══ Given text ══
Having been gone for three years, closeted advertising executive Adrian (“Gotham” star Cory Michael Smith) returns to his Texas hometown for the holidays during the first wave of the AIDS crisis. Burdened with an unspeakable tragedy in New York City, Adrian looks to reconnect with his preteen brother Andrew (Aidan Langford) while navigating his relationship with religious parents Eileen (Virginia Madsen) and Dale (Michael Chiklis). When he reaches out to his estranged childhood friend Carly (Jamie Chung), their unresolved issues force Adrian to confront an uncertain future that will significantly alter the lives of those around him. Shot on black-and-white super 16mm film, 1985 takes a unique look at a pivotal moment in American history through the prism of empathy, love and family.
Get ready to swoon over this sexy and deeply romantic gay sports drama from Swiss filmmaker Marcel Gisler, the director behind The Blue Hour and Fogi is a Bastard. There’s a ripple of disquiet in the locker-room when Leon (Aaron Altaras), a new striker, joins the soccer team. Sharing a flat with a keen rival named Mario (Max Hubacher, the up-and-coming star of the bone-chilling psychological WWII thriller The Captain) sets the scene for an unexpected love affair. But when gossip about their romantic affections, along with threats of blackmail, begins to unbalance the team’s morale, their love affair hits a major snag. Mario is a heart-warming roller coaster of a film, set on and off the field, that offers a dynamic and realistic picture of how openly gay professional athletes deserve to be celebrated.
Easily one the most acclaimed gay-themed films of the year, The Cakemaker is an emotionally moving, must-see proposition. Thomas (Tim Kalkhof), a young German baker, is having an affair with Oren (Roy Miller), an Israeli married man who has frequent business visits in Berlin. When Oren dies in a car crash in Israel, Thomas travels to Jerusalem seeking for answers regarding his death. Under a fabricated identity, Thomas infiltrates into the life of Anat (Sarah Adler), his lover’s newly widowed wife, who owns a small cafe in downtown Jerusalem. Thomas starts to work for her and create German cakes and cookies that bring life into her business. Thomas finds himself involved in Anat’s life in a way far beyond his anticipation. To protect the truth, he will stretch his lie to a point of no return.
═══
══ Record extracts ══
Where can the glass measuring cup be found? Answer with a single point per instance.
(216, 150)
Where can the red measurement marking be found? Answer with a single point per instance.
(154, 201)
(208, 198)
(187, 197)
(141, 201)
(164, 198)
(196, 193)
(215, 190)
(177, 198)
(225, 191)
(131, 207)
═══
**Exercises**
[a] Repeat word for word the part of the film descriptions above that opens with the words containing "Get ready to" and closes with "to be celebrated.".
[b] According to the film descriptions above, what kind of film was 1985 shot on?
[c] Resume the film descriptions above, picking up after their final sentence.

**Per-task answers**
[a]
Get ready to swoon over this sexy and deeply romantic gay sports drama from Swiss filmmaker Marcel Gisler, the director behind The Blue Hour and Fogi is a Bastard. There’s a ripple of disquiet in the locker-room when Leon (Aaron Altaras), a new striker, joins the soccer team. Sharing a flat with a keen rival named Mario (Max Hubacher, the up-and-coming star of the bone-chilling psychological WWII thriller The Captain) sets the scene for an unexpected love affair. But when gossip about their romantic affections, along with threats of blackmail, begins to unbalance the team’s morale, their love affair hits a major snag. Mario is a heart-warming roller coaster of a film, set on and off the field, that offers a dynamic and realistic picture of how openly gay professional athletes deserve to be celebrated.

[b] Black-and-white super 16mm film.

[c]
1. Love Simon
Everyone deserves a great love story. But for seventeen-year old Simon Spier (Jurassic World star Nick Robinson) it’s a little more complicated: he’s yet to tell his family or friends he’s gay and he doesn’t actually know the identity of the anonymous classmate he’s fallen for online. Resolving both issues proves hilarious, terrifying and life-changing. Based on the acclaimed young adult novel, Love, Simon is a funny and heartfelt coming-of-age story about the thrilling ride of finding yourself and falling in love. An uplifting throwback to John Hughes high school comedies, this film was a serious mainstream hit. USA Today called the film “not only historically significant, but also truly excellent.” The Chicago Sun Times said it’s “a wonderful, uplifting, endearing, thoroughly entertaining story.” We hope that real-life teens enjoyed it as much as us old folks did – and that future generations will keep rediscovering its charms.